Pedido escrito 1:
Pode copiar do texto sobre Fidel de Castro, sem qualquer alteração, o trecho que abre com as palavras "Fidel de Castro, enquanto" e fecha com "ilha de Cuba."?
Pedido escrito 2:
Responda com base no texto sobre Fidel de Castro:
(a) Segundo Guillermo Cabrera Infante, que grande mérito teve Fidel em 1959?
(b) A que distância do norte da ilha de Cuba estava o gigante americano que Fidel desafiou?
(c) Em que data foi publicado o texto?

Trecho selecionado:

● ● ● ● ● ● ●

23 de fevereiro de 2008

Fidel ao demitir-se, absolveu a história!/ Novo Jornal/ Luanda










Fidel ao demitir-se, absolveu a história!


Aqui há uns anos, numa entrevista, ouvi o Guillermo Cabrera Infante, que entre uma panóplia vasta de críticas ao regime político cubano, teve a possibilidade de reconhecer algo a Fidel de Castro, que foi dizer apenas isto: “Fidel teve o grande mérito de devolver em 1959 a dignidade ao povo cubano”!
Fidel de Castro, enquanto líder máximo da revolução cubana, foi para muitos da geração que me antecedeu, um verdadeiro símbolo da libertação dos povos, e um pouco por todo o mundo, ele foi aparecendo sempre como a referencia para um mundo mais igualitário, mais justo e acima de tudo mais rebelde, para isso contribuindo a forma ousada, como ele desafiou o gigante americano, a pouco mais de cem milhas marítimas de distancia do norte da ilha de Cuba.

● ● ● ● ● ● ●

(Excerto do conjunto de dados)

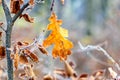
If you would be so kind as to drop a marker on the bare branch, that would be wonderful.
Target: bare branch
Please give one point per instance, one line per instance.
(2, 28)
(7, 12)
(20, 12)
(98, 48)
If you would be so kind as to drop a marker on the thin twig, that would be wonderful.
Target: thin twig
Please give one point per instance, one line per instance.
(20, 12)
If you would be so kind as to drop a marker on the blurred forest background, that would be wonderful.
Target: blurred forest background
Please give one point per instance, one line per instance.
(88, 21)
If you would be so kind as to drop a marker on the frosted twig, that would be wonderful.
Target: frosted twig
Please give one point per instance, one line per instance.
(89, 48)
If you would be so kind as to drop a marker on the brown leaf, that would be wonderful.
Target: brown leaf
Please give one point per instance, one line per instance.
(23, 59)
(69, 70)
(16, 60)
(32, 56)
(22, 43)
(83, 77)
(14, 6)
(42, 49)
(2, 52)
(31, 2)
(27, 18)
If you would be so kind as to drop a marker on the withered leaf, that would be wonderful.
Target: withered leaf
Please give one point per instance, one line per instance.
(69, 70)
(31, 2)
(14, 6)
(27, 18)
(32, 56)
(2, 52)
(0, 34)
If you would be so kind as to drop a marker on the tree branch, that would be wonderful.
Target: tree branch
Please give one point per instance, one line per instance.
(20, 12)
(7, 12)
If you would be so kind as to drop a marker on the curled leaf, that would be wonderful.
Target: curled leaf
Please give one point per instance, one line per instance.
(1, 23)
(47, 77)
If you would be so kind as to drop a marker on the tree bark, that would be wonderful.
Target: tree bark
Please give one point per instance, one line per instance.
(10, 21)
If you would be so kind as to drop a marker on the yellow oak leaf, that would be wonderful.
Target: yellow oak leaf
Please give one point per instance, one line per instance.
(62, 45)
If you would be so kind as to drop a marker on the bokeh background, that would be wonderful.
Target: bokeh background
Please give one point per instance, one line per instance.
(89, 21)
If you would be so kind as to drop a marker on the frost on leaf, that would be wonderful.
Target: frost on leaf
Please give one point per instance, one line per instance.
(62, 45)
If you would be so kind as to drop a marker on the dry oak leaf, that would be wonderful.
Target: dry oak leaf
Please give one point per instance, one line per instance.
(62, 45)
(16, 60)
(31, 2)
(27, 18)
(15, 6)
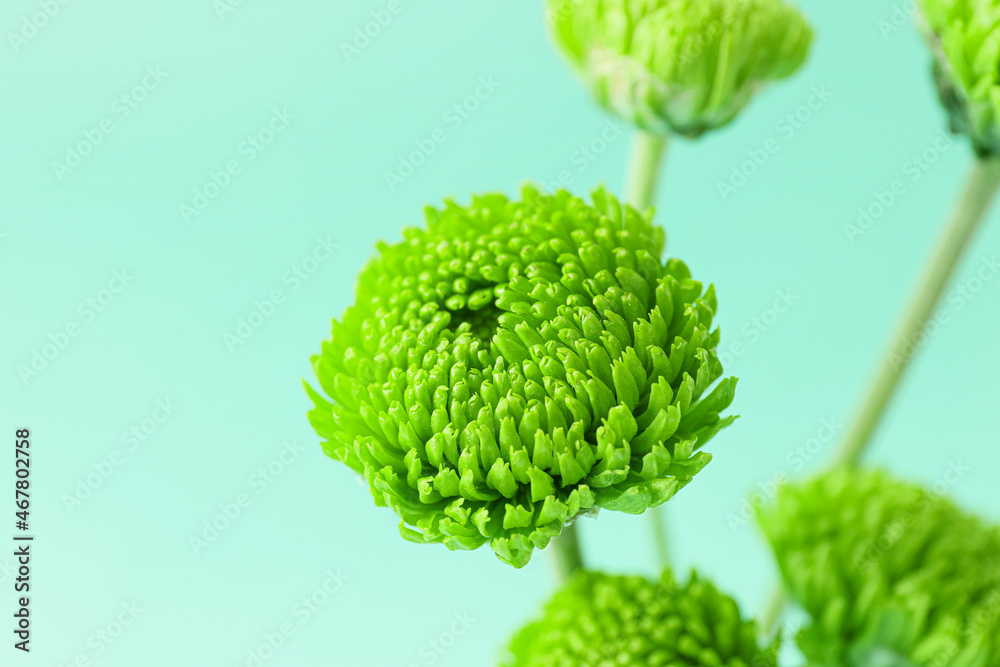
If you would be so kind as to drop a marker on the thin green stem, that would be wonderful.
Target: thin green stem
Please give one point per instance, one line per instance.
(772, 612)
(644, 168)
(658, 519)
(567, 553)
(979, 193)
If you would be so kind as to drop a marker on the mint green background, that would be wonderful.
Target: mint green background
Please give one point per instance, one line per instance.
(323, 176)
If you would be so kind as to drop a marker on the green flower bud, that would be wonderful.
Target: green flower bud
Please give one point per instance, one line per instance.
(599, 620)
(516, 364)
(963, 36)
(677, 66)
(891, 573)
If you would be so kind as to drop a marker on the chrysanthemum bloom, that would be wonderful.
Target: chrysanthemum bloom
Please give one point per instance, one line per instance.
(963, 36)
(890, 573)
(516, 364)
(599, 620)
(676, 66)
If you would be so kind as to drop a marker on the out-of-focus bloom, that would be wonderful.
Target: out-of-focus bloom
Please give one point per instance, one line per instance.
(965, 38)
(599, 620)
(677, 66)
(515, 364)
(888, 571)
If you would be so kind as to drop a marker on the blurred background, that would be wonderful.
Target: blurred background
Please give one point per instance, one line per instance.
(187, 192)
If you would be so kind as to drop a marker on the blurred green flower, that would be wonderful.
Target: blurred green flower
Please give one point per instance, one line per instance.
(891, 574)
(677, 66)
(965, 38)
(518, 363)
(599, 620)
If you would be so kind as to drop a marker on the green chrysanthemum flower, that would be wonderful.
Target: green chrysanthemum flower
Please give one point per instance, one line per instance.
(965, 38)
(676, 66)
(891, 574)
(599, 620)
(516, 364)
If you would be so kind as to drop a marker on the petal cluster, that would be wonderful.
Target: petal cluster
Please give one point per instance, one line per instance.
(965, 38)
(599, 620)
(515, 364)
(888, 571)
(676, 66)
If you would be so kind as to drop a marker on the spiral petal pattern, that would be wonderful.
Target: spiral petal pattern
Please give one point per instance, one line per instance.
(891, 573)
(676, 66)
(599, 620)
(516, 364)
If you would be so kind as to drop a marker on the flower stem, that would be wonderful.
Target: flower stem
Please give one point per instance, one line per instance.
(657, 518)
(567, 553)
(979, 193)
(980, 190)
(772, 612)
(644, 168)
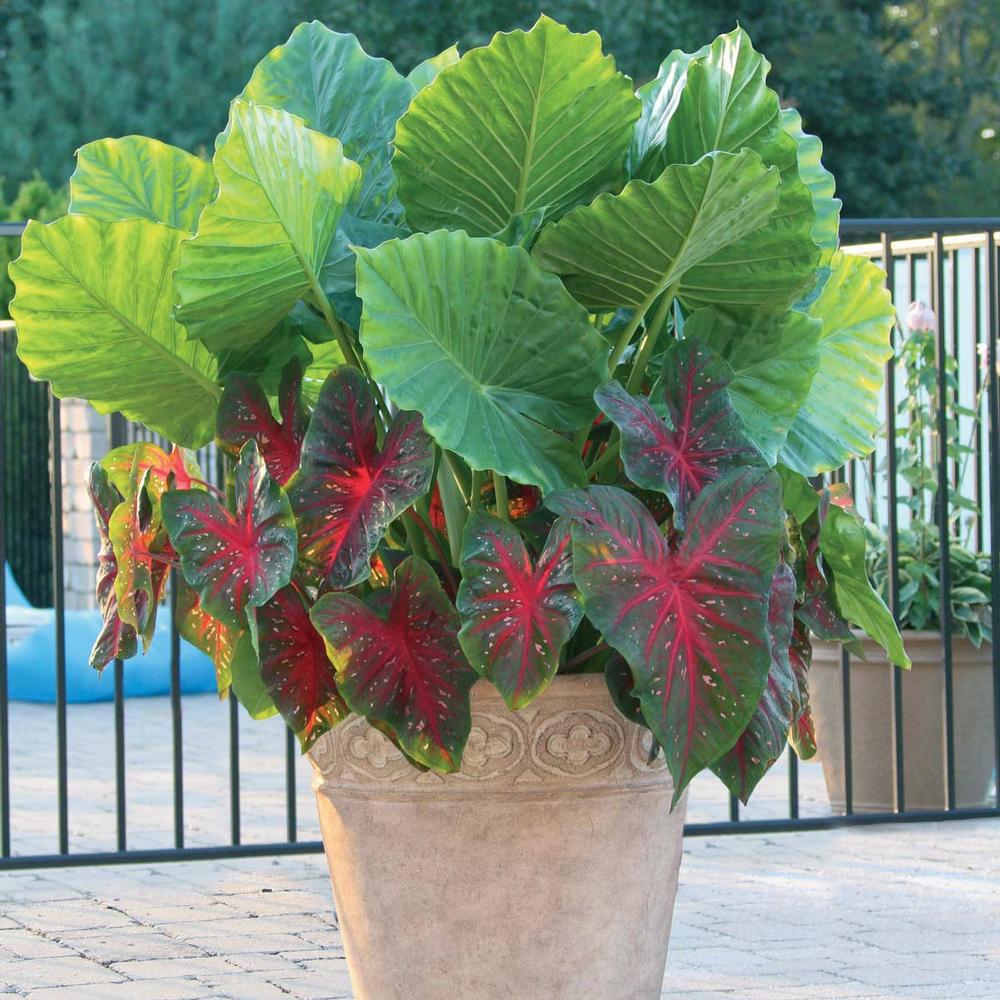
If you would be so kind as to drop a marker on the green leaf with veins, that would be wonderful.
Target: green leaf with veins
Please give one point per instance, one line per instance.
(464, 330)
(537, 119)
(261, 243)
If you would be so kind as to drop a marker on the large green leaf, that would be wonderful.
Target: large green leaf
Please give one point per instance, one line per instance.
(842, 542)
(718, 99)
(625, 249)
(773, 357)
(261, 243)
(140, 178)
(492, 351)
(94, 317)
(534, 120)
(330, 82)
(839, 418)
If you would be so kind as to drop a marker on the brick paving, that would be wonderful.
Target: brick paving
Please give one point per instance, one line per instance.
(901, 912)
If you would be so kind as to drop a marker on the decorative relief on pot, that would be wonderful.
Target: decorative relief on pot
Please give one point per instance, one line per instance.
(578, 742)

● ● ● ● ● ● ●

Resposta correta 1:
Fidel de Castro, enquanto líder máximo da revolução cubana, foi para muitos da geração que me antecedeu, um verdadeiro símbolo da libertação dos povos, e um pouco por todo o mundo, ele foi aparecendo sempre como a referencia para um mundo mais igualitário, mais justo e acima de tudo mais rebelde, para isso contribuindo a forma ousada, como ele desafiou o gigante americano, a pouco mais de cem milhas marítimas de distancia do norte da ilha de Cuba.

Resposta correta 2:
(a) Devolver a dignidade ao povo cubano.
(b) A pouco mais de cem milhas marítimas.
(c) 23 de fevereiro de 2008.